### [Aim of the exercise]
Update the entries from the line containing "of the shelter" through the line containing "(1178, 539)", both included. Replace "metal fence" with "iron railing", leave everything else unchanged, and give only those lines.
[begin Supplied material]
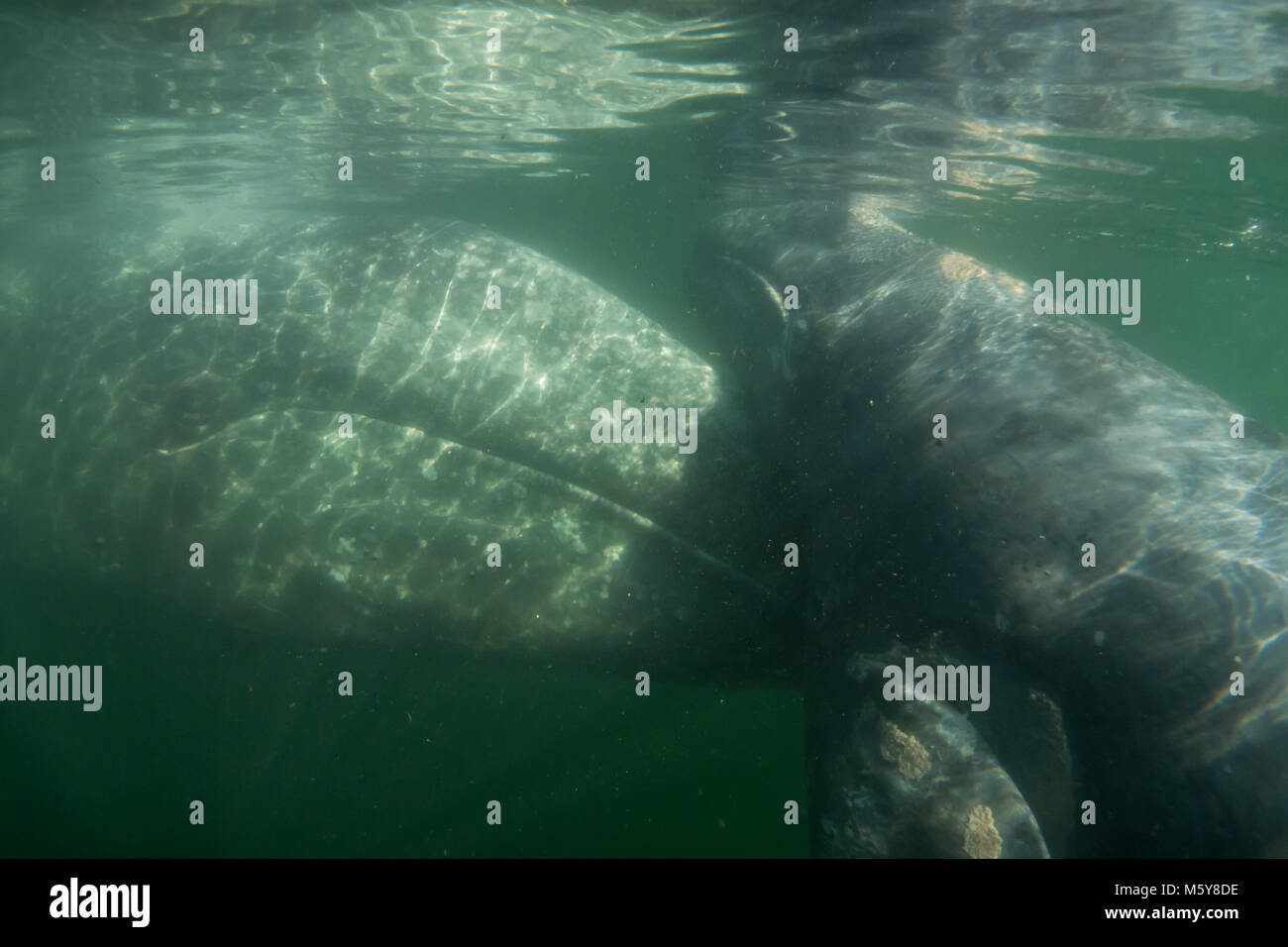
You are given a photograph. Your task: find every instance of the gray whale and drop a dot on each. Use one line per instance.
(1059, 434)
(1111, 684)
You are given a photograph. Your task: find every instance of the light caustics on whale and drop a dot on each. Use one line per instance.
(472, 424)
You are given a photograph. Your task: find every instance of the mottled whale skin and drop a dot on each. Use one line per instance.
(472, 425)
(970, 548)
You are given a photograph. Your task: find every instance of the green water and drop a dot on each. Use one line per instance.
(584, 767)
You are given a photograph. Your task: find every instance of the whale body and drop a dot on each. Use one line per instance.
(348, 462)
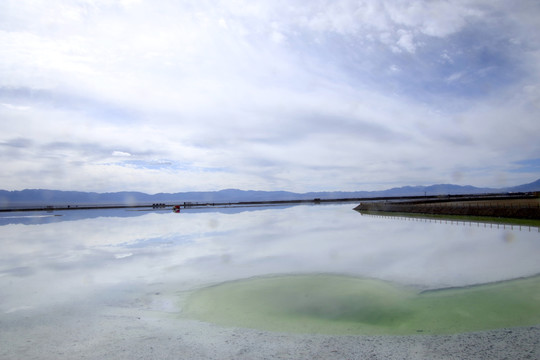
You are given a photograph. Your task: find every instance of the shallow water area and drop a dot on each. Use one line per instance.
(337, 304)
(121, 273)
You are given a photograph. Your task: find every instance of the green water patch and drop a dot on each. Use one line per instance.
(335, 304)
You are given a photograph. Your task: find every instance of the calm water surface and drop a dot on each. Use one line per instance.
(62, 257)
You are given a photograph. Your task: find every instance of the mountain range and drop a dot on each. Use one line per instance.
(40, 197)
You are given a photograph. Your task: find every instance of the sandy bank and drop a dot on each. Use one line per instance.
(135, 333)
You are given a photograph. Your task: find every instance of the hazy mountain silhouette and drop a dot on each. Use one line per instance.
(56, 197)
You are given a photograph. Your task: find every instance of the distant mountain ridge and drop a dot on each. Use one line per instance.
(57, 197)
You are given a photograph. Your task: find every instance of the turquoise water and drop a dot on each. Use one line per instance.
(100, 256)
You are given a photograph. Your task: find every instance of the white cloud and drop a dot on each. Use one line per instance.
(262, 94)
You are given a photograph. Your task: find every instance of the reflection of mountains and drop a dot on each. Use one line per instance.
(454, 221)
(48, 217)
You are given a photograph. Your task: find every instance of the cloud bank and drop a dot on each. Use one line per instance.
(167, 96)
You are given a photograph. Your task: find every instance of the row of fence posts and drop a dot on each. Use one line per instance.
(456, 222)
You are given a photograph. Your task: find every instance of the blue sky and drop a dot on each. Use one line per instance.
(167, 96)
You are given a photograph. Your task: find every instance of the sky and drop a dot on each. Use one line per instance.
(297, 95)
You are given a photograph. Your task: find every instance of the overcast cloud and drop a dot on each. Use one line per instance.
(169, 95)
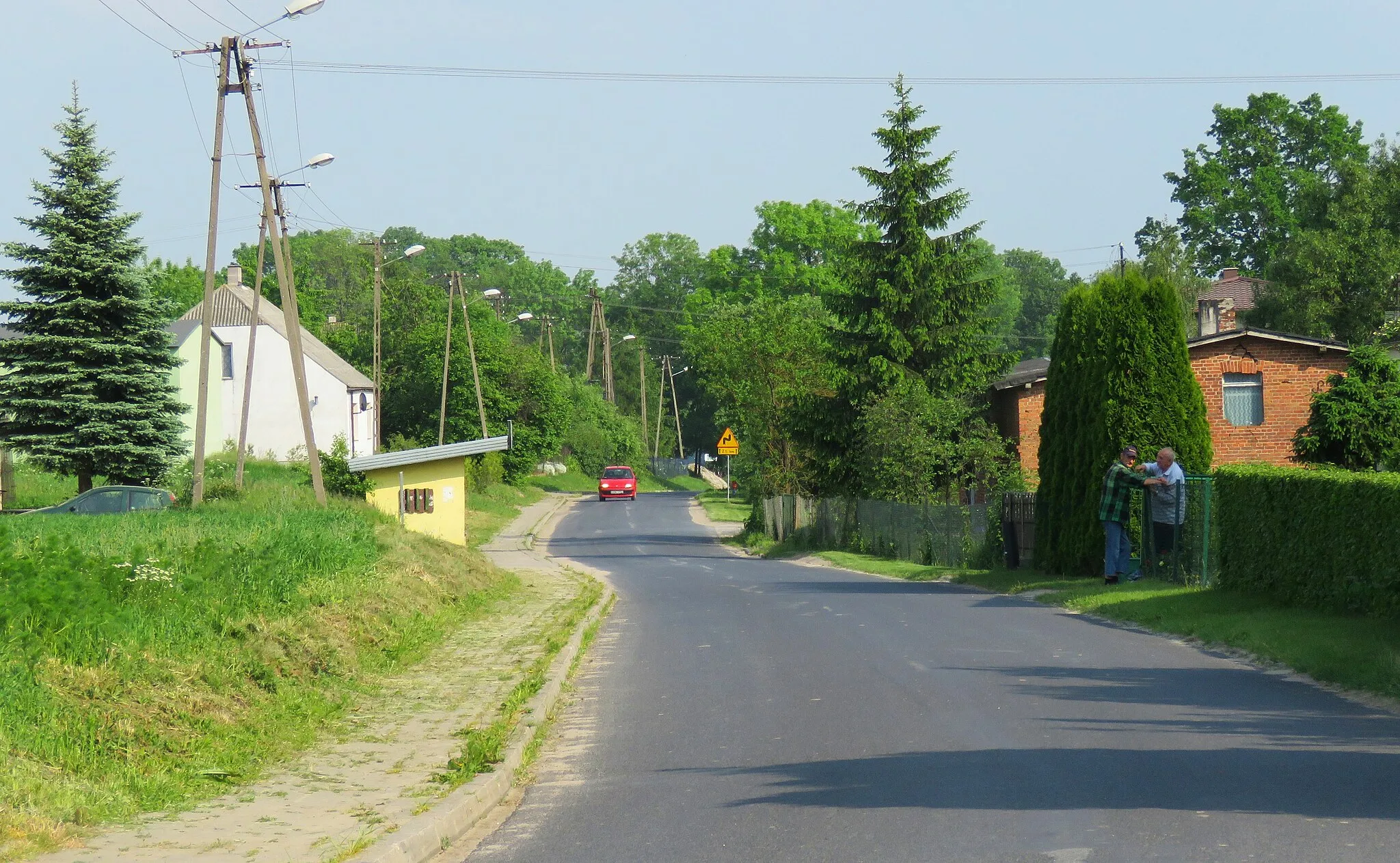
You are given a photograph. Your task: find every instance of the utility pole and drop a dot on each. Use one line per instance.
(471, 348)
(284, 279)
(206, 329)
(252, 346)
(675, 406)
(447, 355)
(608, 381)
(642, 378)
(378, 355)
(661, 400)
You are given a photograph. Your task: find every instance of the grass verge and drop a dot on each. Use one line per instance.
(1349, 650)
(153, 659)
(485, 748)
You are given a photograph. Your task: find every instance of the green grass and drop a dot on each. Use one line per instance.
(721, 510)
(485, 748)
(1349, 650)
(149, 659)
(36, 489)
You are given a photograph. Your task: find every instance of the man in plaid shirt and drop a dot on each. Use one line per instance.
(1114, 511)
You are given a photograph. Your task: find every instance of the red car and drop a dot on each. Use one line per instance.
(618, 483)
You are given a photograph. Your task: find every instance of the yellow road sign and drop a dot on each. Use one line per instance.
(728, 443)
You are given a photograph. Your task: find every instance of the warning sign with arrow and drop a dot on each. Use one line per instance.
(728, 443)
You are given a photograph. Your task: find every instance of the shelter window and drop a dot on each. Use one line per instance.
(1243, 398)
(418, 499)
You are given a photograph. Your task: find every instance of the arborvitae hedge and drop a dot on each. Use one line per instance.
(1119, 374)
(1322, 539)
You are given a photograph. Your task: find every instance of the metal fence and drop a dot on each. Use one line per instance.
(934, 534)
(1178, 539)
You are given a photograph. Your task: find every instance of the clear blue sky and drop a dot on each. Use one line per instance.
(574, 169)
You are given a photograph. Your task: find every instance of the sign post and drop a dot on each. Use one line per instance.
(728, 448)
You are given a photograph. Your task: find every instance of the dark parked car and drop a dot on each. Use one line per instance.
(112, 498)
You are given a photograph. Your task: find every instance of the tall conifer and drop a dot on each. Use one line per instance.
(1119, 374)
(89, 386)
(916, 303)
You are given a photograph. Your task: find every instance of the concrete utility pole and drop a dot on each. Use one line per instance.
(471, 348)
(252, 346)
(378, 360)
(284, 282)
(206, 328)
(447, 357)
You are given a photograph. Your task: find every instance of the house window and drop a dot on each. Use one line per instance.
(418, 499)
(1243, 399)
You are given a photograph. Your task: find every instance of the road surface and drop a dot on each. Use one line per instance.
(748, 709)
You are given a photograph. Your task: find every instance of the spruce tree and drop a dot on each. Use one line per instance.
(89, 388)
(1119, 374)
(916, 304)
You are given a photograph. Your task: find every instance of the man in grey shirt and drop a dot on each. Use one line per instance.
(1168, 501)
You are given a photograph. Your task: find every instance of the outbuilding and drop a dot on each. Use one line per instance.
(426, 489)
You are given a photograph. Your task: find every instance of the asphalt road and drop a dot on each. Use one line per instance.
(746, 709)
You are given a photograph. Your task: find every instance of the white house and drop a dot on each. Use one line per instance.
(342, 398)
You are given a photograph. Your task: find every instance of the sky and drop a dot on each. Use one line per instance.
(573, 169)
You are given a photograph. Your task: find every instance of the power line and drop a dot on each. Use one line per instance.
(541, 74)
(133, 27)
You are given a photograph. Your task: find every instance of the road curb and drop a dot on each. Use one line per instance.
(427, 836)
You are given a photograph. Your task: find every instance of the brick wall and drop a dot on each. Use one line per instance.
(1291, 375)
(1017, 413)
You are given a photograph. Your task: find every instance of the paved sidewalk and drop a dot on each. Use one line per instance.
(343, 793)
[end Supplied material]
### [Written answer]
You are given a photograph. Your task: find every instance of the shelter window and drop a dot on each. Use one line per instance.
(1243, 398)
(418, 499)
You are given a photograph. Your task: find every instance of the arborvitae hedge and drop a dot on each. Use one line per instance.
(1119, 374)
(1322, 539)
You are given a photograph. Your task: find every instance of the iron railing and drop a dot on each. Use one line per instance.
(934, 534)
(1178, 539)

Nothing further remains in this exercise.